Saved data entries
+ + +

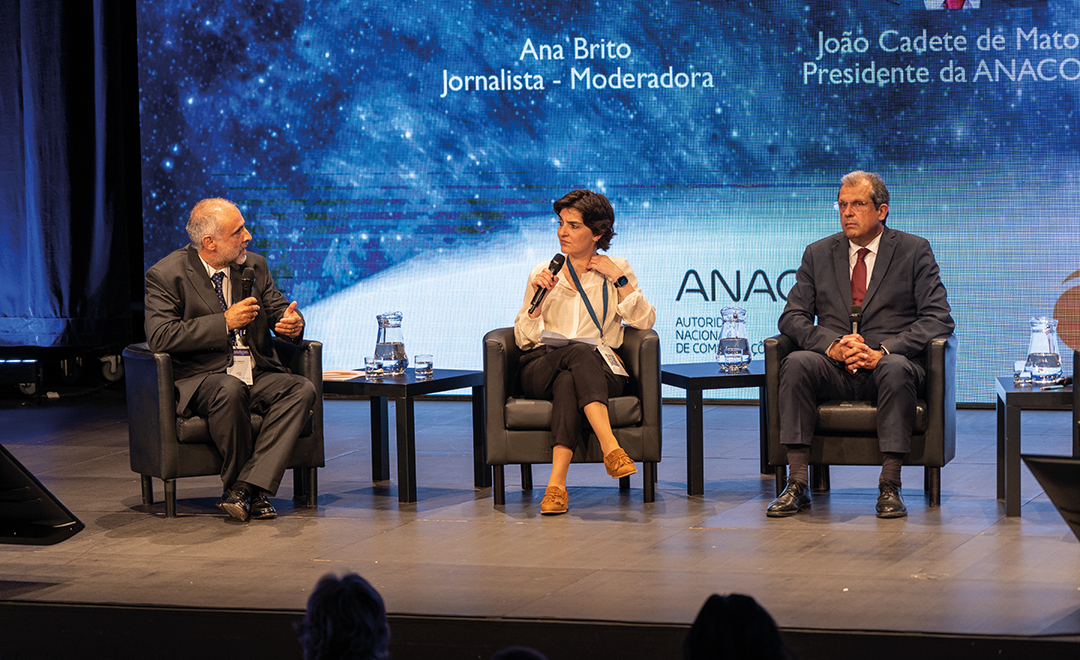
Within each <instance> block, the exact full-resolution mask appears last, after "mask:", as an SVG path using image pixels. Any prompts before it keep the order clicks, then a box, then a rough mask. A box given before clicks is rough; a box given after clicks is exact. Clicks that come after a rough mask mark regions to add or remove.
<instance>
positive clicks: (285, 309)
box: [273, 300, 303, 338]
mask: <svg viewBox="0 0 1080 660" xmlns="http://www.w3.org/2000/svg"><path fill="white" fill-rule="evenodd" d="M302 329H303V316H301V315H300V314H299V313H298V312H297V311H296V300H293V301H292V302H289V304H288V307H287V308H286V309H285V313H284V314H283V315H282V318H281V321H279V322H278V324H276V325H274V326H273V332H275V333H278V334H279V335H285V336H286V337H291V338H295V337H296V336H297V335H299V334H300V331H302Z"/></svg>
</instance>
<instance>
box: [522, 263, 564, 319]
mask: <svg viewBox="0 0 1080 660" xmlns="http://www.w3.org/2000/svg"><path fill="white" fill-rule="evenodd" d="M565 262H566V257H564V256H563V255H562V254H556V255H555V256H554V257H552V258H551V264H549V265H548V271H549V272H550V273H551V279H550V284H549V285H548V286H543V285H541V283H540V282H537V281H536V280H534V282H532V284H534V286H536V287H537V291H536V293H535V294H532V302H531V304H530V305H529V315H530V316H531V315H532V313H534V312H535V311H536V310H537V308H538V307H540V302H541V301H542V300H543V297H544V296H546V295H548V292H549V291H550V289H551V287H552V286H554V285H555V282H557V281H558V280H557V279H556V278H555V275H557V274H558V271H561V270H563V264H565ZM543 274H544V273H543V272H541V273H540V275H538V278H537V279H546V278H542V275H543Z"/></svg>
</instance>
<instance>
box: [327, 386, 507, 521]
mask: <svg viewBox="0 0 1080 660" xmlns="http://www.w3.org/2000/svg"><path fill="white" fill-rule="evenodd" d="M460 388H472V416H473V482H474V484H475V486H476V487H477V488H485V487H487V486H490V485H491V469H490V468H488V467H487V464H486V463H485V462H484V373H483V372H464V371H459V369H434V373H433V374H432V377H431V378H422V379H418V378H417V377H416V375H415V374H414V373H413V369H406V371H405V373H404V374H401V375H399V376H383V378H382V380H367V379H366V378H365V377H364V376H360V377H357V378H353V379H351V380H324V381H323V392H325V393H327V394H345V395H354V396H370V399H372V480H373V481H386V480H388V479H390V430H389V426H388V417H389V415H388V405H387V401H388V400H389V399H395V400H396V401H397V405H396V406H395V407H396V418H397V501H399V502H415V501H416V418H415V414H414V406H413V400H414V399H415V398H416V396H420V395H422V394H434V393H436V392H446V391H448V390H457V389H460Z"/></svg>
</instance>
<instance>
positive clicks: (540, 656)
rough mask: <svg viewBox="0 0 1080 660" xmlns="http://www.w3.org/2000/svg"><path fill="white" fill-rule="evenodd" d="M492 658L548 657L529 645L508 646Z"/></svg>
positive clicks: (492, 657) (498, 658)
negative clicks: (524, 645) (527, 646)
mask: <svg viewBox="0 0 1080 660" xmlns="http://www.w3.org/2000/svg"><path fill="white" fill-rule="evenodd" d="M491 660H548V657H546V656H544V655H543V654H541V652H540V651H538V650H537V649H535V648H529V647H527V646H508V647H507V648H504V649H502V650H501V651H498V652H496V654H495V655H494V656H491Z"/></svg>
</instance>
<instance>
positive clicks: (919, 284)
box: [778, 227, 955, 362]
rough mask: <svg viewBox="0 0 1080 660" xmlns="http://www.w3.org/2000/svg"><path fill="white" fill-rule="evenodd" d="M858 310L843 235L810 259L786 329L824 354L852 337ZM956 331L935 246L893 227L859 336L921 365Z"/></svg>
mask: <svg viewBox="0 0 1080 660" xmlns="http://www.w3.org/2000/svg"><path fill="white" fill-rule="evenodd" d="M850 310H851V274H850V273H849V260H848V239H847V237H845V235H843V233H836V234H833V235H831V237H828V238H826V239H822V240H820V241H816V242H814V243H811V244H810V245H809V246H808V247H807V248H806V252H804V253H802V264H801V265H800V266H799V270H798V272H797V273H796V275H795V286H793V287H792V291H791V292H789V293H788V295H787V305H786V306H785V307H784V312H783V313H782V314H781V316H780V322H779V323H778V325H779V328H780V332H781V333H783V334H785V335H787V336H788V337H791V338H792V339H794V340H795V342H796V345H798V347H799V348H801V349H804V350H811V351H816V352H819V353H824V352H826V351H827V350H828V347H829V345H831V344H833V341H834V340H836V339H838V338H840V337H841V336H843V335H848V334H851V322H850V319H849V313H850ZM954 327H955V323H954V321H953V316H951V309H950V308H949V305H948V300H947V299H946V297H945V286H944V285H943V284H942V282H941V278H940V277H939V273H937V261H936V260H935V259H934V253H933V251H932V250H931V248H930V243H929V242H928V241H927V240H926V239H923V238H920V237H917V235H913V234H909V233H904V232H903V231H896V230H894V229H890V228H888V227H886V229H885V231H882V233H881V241H880V243H879V244H878V254H877V259H876V261H875V264H874V271H873V273H870V281H869V282H868V283H867V285H866V297H865V298H864V299H863V321H862V324H861V325H860V327H859V334H861V335H862V336H863V338H864V339H865V340H866V344H867V346H869V347H872V348H877V347H879V346H885V347H886V349H888V351H889V352H890V353H896V354H901V355H905V356H907V358H910V359H915V360H918V361H920V362H921V361H923V359H924V353H926V350H927V346H929V344H930V340H931V339H933V338H934V337H940V336H942V335H949V334H951V332H953V328H954Z"/></svg>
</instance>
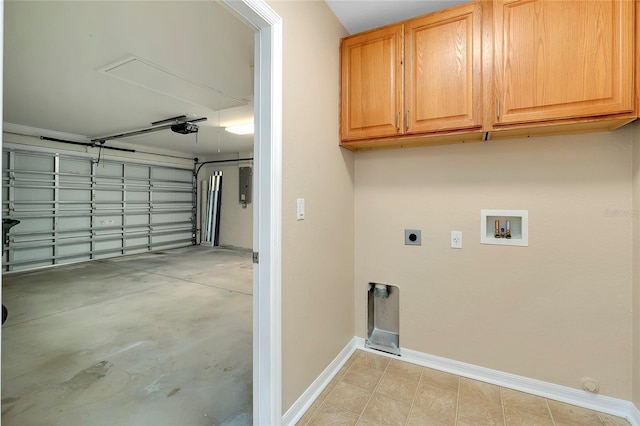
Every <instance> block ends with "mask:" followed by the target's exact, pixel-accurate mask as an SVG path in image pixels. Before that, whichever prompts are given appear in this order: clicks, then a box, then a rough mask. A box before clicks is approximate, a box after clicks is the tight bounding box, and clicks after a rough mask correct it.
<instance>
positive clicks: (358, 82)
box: [340, 25, 403, 140]
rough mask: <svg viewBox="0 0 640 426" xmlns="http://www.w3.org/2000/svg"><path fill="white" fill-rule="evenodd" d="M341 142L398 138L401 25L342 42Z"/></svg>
mask: <svg viewBox="0 0 640 426" xmlns="http://www.w3.org/2000/svg"><path fill="white" fill-rule="evenodd" d="M341 60H342V64H341V65H342V86H341V87H342V94H341V98H342V105H341V107H342V110H341V117H342V118H341V128H340V130H341V136H342V140H350V139H364V138H371V137H379V136H390V135H396V134H398V133H399V132H400V129H401V128H402V123H401V119H400V114H399V113H400V111H401V110H402V102H403V97H402V25H395V26H392V27H385V28H382V29H380V30H376V31H372V32H368V33H365V34H362V35H358V36H354V37H350V38H347V39H344V40H343V41H342V46H341Z"/></svg>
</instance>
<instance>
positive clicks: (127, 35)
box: [3, 0, 464, 156]
mask: <svg viewBox="0 0 640 426" xmlns="http://www.w3.org/2000/svg"><path fill="white" fill-rule="evenodd" d="M460 3H464V1H459V0H419V1H417V0H327V4H328V5H329V7H330V8H331V10H332V11H333V12H334V14H335V15H336V16H337V17H338V19H339V20H340V21H341V22H342V24H343V25H344V26H345V28H346V29H347V31H349V32H350V33H356V32H361V31H365V30H369V29H372V28H376V27H379V26H382V25H387V24H390V23H393V22H398V21H400V20H404V19H407V18H410V17H413V16H417V15H422V14H426V13H431V12H433V11H436V10H441V9H445V8H448V7H451V6H455V5H457V4H460ZM4 18H5V20H4V28H5V35H4V99H3V102H4V120H5V122H4V129H5V131H14V132H18V133H21V132H28V130H29V129H26V128H25V127H23V126H28V127H29V128H35V129H46V130H50V131H54V132H62V133H63V134H65V136H68V137H69V138H70V139H72V140H74V141H85V142H86V141H89V140H91V139H93V138H99V137H103V136H109V135H114V134H119V133H123V132H128V131H135V130H139V129H142V128H149V127H151V123H152V122H155V121H159V120H162V119H166V118H170V117H175V116H178V115H186V116H187V117H188V118H200V117H207V121H203V122H199V123H198V125H199V126H200V131H199V132H198V137H197V141H196V136H195V134H188V135H181V134H176V133H173V132H171V131H170V130H164V131H161V132H155V133H150V134H145V135H138V136H135V137H130V138H126V139H119V140H115V141H109V142H107V144H108V145H111V146H126V145H129V147H133V148H134V149H136V148H138V149H142V148H143V147H153V148H156V149H164V150H170V151H174V152H180V153H184V154H188V155H190V156H192V155H193V156H203V155H207V154H216V153H230V152H246V151H251V150H252V149H253V136H252V135H248V136H237V135H233V134H230V133H227V132H225V131H224V127H226V126H228V125H232V124H237V123H242V122H247V121H250V120H251V118H252V116H253V87H252V85H253V47H254V46H253V43H254V40H253V30H252V29H251V28H249V27H247V26H246V25H245V24H244V23H243V22H241V21H240V20H239V19H238V18H237V17H236V16H235V15H234V14H233V12H231V11H230V10H229V9H227V8H226V6H224V5H223V4H222V3H220V2H219V1H86V2H76V1H15V0H14V1H6V2H5V11H4ZM44 133H45V132H44V131H42V132H40V131H36V132H35V133H34V134H35V135H36V136H38V135H42V134H44ZM57 136H59V135H57Z"/></svg>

+ + +

== Aim of the exercise ==
Only the lines above from the one with "positive clicks: (540, 656)" up to and including the one with "box: [778, 227, 955, 362]" should be repeated, exactly as written.

== Written answer ==
positive clicks: (540, 656)
rough mask: <svg viewBox="0 0 1080 660" xmlns="http://www.w3.org/2000/svg"><path fill="white" fill-rule="evenodd" d="M492 658L548 657L529 645L508 646Z"/></svg>
positive clicks: (492, 657) (498, 658)
negative clicks: (524, 645) (527, 646)
mask: <svg viewBox="0 0 1080 660" xmlns="http://www.w3.org/2000/svg"><path fill="white" fill-rule="evenodd" d="M491 660H548V657H546V656H544V655H543V654H541V652H540V651H538V650H537V649H535V648H529V647H527V646H508V647H507V648H504V649H502V650H501V651H498V652H496V654H495V655H494V656H491Z"/></svg>
</instance>
<instance>
positive clicks: (919, 284)
box: [778, 227, 955, 362]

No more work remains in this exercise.